• [PASSAGE SHOWN]:
_ _ _ _ _ _ _
You've heard the old statement that hospitals don't give out manuals when you have a baby. You have your baby, you get a day or two to rest then they send you home with your child to learn it all for yourself. Good and bad, you learn by experience all on your own. There's no way that anyone could make a parenting manual that would be accurate all the time because every child is an individual. I have 3 kids and if I was issued the same manual each time I gave birth, I would be a wreck not to mention confused most the time. They are all COMPLETELY different people. Right from birth, each had their own personality, needs, wants and way to convey it all. No manual could cover it for all people.
What I did receive all three times is a diaper bag from some company pimping out their formula that includes a bag, some kind of blanket, formula samples and maybe a t-shirt or something. None of it is really used by me except the blankets that the girls have used for their baby dolls. I'd love to see the hospitals give out something useful for once. How about a pair of kevlar panties?
Don't you think those would be 100% useful? Anyone who is a parent knows there are ups and downs to parenting on a daily basis. The little moments where you hear your child tell you they love you for the first time, when something sad happens in life and they come over to comfort you, they score a goal in their soccer game, just to name a few, are those moments that make being a parent an amazing experience. But what about those other moments? The non-warm fuzzy moments. I had one of those this morning.
Both of my girls left for church camp this morning. They'll be gone all week at a camp in the Santa Cruz mountains. We spent a good portion of the day yesterday packing and getting them all dialed in for the trip. They both were excited to be going but I would be foolish to say the excitement was distributed equally between them.
We went shopping yesterday in the late afternoon so we could spend some extra time with the girls before they left. Tiny had complained of a stomach ache for a good majority of the day. I knew it was nerves because it only seemed to flair up when the fact that the D-Day was closing in quickly. (D-Day being Departure Day.) So this morning, we had to be at the church at 7 AM. Yes, 7 AM, bright eyed and bushy tailed - ready to go. We pull up the the church, I put the car in park and from behind, I feel little arms thrown around my neck and sobs with tears warmly running down my neck.
_ _ _ _ _ _ _
• [GIVEN ENTRIES]:
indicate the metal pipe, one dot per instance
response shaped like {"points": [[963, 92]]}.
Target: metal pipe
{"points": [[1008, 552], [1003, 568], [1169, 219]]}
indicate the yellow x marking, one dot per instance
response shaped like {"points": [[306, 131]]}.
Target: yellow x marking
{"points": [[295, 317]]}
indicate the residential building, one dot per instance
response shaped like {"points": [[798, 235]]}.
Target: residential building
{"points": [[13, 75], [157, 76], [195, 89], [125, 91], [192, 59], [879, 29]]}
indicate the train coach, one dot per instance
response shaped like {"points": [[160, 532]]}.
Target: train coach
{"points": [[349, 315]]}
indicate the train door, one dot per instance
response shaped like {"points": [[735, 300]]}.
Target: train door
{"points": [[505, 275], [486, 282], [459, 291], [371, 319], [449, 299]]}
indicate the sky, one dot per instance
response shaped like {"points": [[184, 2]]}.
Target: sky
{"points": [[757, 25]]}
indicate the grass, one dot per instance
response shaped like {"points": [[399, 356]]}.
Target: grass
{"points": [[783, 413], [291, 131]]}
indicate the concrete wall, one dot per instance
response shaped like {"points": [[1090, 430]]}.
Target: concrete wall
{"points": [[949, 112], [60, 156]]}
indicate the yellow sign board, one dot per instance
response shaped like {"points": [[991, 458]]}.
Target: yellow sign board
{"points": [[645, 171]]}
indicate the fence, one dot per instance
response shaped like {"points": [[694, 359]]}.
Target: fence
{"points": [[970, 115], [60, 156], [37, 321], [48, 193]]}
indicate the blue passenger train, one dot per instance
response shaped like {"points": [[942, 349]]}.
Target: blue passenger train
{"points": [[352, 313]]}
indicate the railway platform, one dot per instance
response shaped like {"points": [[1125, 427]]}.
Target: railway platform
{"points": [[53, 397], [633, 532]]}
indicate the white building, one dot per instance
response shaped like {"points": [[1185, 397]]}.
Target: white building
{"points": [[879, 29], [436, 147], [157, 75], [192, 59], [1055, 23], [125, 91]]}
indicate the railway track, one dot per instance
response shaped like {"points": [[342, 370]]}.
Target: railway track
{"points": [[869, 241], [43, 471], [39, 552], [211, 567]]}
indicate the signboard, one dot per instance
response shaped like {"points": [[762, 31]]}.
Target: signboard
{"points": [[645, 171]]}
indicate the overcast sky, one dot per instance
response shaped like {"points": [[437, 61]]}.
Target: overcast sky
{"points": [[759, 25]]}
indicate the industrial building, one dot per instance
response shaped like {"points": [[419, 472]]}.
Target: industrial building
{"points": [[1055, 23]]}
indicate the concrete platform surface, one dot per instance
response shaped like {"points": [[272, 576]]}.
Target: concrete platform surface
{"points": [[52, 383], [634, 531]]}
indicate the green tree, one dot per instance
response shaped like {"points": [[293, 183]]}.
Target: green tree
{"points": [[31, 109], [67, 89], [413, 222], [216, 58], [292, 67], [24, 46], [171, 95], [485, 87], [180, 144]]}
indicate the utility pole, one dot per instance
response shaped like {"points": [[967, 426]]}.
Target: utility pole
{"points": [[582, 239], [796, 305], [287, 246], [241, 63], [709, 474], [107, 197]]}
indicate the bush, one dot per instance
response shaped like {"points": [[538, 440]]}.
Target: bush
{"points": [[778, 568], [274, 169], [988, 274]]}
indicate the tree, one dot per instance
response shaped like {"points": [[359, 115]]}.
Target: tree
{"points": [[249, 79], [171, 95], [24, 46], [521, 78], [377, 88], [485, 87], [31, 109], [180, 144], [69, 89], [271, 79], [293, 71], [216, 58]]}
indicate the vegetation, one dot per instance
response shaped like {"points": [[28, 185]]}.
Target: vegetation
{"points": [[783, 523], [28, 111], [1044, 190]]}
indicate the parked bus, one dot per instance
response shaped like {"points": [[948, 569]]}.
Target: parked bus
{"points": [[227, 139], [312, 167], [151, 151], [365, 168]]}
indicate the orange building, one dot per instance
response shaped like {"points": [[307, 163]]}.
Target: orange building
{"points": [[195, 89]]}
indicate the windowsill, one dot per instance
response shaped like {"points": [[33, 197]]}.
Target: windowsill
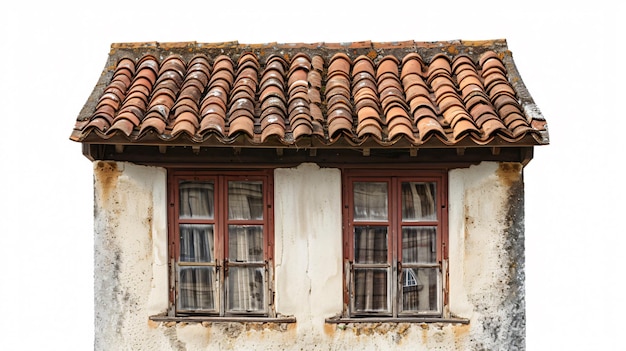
{"points": [[342, 320], [226, 319]]}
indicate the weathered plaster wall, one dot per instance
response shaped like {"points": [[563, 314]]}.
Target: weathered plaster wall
{"points": [[486, 267]]}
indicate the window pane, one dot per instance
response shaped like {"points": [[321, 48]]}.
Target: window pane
{"points": [[370, 244], [196, 288], [196, 200], [370, 201], [418, 201], [245, 243], [245, 200], [370, 289], [419, 289], [246, 289], [419, 244], [196, 243]]}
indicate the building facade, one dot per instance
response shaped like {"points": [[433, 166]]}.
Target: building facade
{"points": [[310, 196]]}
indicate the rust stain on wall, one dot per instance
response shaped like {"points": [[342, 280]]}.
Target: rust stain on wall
{"points": [[106, 174], [509, 173], [461, 331]]}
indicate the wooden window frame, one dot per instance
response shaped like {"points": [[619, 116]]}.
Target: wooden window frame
{"points": [[394, 178], [221, 223]]}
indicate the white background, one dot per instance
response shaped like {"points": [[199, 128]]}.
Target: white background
{"points": [[570, 56]]}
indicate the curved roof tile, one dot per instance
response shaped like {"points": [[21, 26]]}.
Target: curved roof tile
{"points": [[379, 94]]}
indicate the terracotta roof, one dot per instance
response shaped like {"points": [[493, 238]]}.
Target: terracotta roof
{"points": [[412, 94]]}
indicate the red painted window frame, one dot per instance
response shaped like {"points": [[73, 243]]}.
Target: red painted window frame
{"points": [[221, 223], [394, 177]]}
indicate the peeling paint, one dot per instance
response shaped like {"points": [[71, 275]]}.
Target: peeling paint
{"points": [[486, 267]]}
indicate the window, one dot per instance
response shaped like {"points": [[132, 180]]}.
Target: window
{"points": [[221, 243], [394, 243]]}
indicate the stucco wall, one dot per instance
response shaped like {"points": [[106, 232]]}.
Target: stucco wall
{"points": [[486, 267]]}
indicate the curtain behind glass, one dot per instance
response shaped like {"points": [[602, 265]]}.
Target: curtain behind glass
{"points": [[196, 283], [196, 200], [370, 284], [246, 272], [418, 201], [419, 285]]}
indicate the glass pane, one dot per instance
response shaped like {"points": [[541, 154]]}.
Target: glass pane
{"points": [[419, 289], [370, 244], [196, 290], [196, 243], [245, 200], [370, 289], [419, 201], [196, 199], [370, 201], [245, 243], [246, 289], [419, 244]]}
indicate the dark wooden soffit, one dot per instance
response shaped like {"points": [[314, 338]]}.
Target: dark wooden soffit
{"points": [[159, 99]]}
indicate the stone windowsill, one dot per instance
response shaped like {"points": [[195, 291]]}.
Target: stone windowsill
{"points": [[344, 320], [216, 319]]}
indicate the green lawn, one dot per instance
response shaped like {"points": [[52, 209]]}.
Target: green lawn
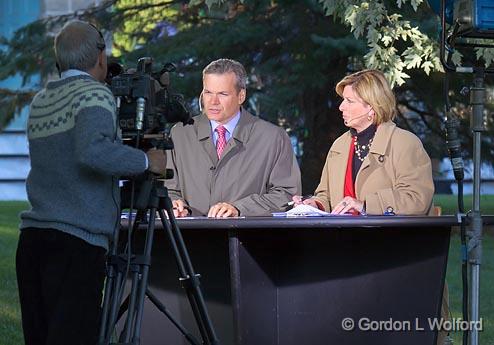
{"points": [[10, 329]]}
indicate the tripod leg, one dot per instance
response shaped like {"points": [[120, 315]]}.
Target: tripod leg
{"points": [[144, 277], [128, 329], [163, 309], [189, 278]]}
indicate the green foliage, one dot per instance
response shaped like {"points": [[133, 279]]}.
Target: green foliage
{"points": [[395, 45], [294, 52]]}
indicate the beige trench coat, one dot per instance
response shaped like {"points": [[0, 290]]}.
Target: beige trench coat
{"points": [[396, 174], [257, 172]]}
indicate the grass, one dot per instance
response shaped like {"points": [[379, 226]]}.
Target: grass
{"points": [[10, 325], [10, 316], [449, 203]]}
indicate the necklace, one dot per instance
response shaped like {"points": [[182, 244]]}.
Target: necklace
{"points": [[361, 150]]}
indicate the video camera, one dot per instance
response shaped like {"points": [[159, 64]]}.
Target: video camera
{"points": [[145, 103]]}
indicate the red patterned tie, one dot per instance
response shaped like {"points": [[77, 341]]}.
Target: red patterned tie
{"points": [[221, 143]]}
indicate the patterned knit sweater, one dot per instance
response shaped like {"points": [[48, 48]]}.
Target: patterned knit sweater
{"points": [[76, 158]]}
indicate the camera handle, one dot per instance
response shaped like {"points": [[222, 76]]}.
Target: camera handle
{"points": [[156, 199]]}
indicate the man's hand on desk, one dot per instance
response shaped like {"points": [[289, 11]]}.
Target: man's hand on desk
{"points": [[223, 210], [348, 205], [180, 208]]}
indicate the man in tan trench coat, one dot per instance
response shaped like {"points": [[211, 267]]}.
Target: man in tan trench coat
{"points": [[230, 163]]}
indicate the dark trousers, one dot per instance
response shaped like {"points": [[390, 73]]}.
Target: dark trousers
{"points": [[60, 279]]}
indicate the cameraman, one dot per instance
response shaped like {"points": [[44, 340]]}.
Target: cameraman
{"points": [[76, 158]]}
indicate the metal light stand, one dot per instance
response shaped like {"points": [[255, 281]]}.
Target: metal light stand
{"points": [[477, 99], [153, 197]]}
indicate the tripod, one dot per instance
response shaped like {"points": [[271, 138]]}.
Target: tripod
{"points": [[152, 197]]}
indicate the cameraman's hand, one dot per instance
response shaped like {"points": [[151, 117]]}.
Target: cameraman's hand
{"points": [[179, 208], [157, 161]]}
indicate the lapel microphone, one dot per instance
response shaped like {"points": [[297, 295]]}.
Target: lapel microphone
{"points": [[356, 118]]}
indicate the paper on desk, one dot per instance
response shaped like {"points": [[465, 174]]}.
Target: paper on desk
{"points": [[302, 210]]}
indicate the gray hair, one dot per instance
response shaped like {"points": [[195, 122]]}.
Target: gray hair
{"points": [[77, 46], [222, 66]]}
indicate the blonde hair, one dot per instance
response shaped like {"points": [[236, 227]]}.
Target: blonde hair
{"points": [[373, 88]]}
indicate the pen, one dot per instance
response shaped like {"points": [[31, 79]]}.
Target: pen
{"points": [[304, 197]]}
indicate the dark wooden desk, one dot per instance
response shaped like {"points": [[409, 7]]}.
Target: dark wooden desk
{"points": [[292, 281]]}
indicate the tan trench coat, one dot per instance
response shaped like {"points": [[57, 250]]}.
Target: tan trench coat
{"points": [[396, 174], [257, 172]]}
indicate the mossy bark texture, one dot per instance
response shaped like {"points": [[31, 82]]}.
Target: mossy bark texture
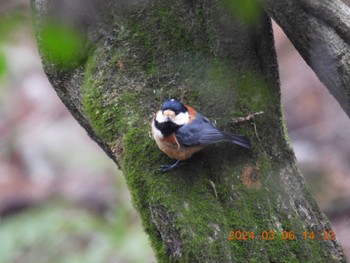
{"points": [[209, 56]]}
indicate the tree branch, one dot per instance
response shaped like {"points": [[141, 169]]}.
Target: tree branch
{"points": [[320, 31]]}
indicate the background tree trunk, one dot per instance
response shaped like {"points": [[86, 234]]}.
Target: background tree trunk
{"points": [[224, 64]]}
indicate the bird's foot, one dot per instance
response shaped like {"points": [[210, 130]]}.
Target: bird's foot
{"points": [[169, 167]]}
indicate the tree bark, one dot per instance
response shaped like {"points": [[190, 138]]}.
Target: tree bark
{"points": [[142, 52], [320, 31]]}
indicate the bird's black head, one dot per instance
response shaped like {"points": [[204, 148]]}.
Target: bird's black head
{"points": [[171, 117], [174, 105]]}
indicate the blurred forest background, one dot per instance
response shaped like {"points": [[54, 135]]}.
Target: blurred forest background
{"points": [[63, 200]]}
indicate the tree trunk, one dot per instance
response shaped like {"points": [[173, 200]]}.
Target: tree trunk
_ _ _ _ _ _ _
• [TASK DIRECTIONS]:
In the passage about church camp, please rewrite the part starting at "We went shopping" and ending at "down my neck.", replacing "stomach ache" with "headache". The items have nothing to do with the passage about church camp.

• [ANSWER BOX]:
We went shopping yesterday in the late afternoon so we could spend some extra time with the girls before they left. Tiny had complained of a headache for a good majority of the day. I knew it was nerves because it only seemed to flair up when the fact that the D-Day was closing in quickly. (D-Day being Departure Day.) So this morning, we had to be at the church at 7 AM. Yes, 7 AM, bright eyed and bushy tailed - ready to go. We pull up the the church, I put the car in park and from behind, I feel little arms thrown around my neck and sobs with tears warmly running down my neck.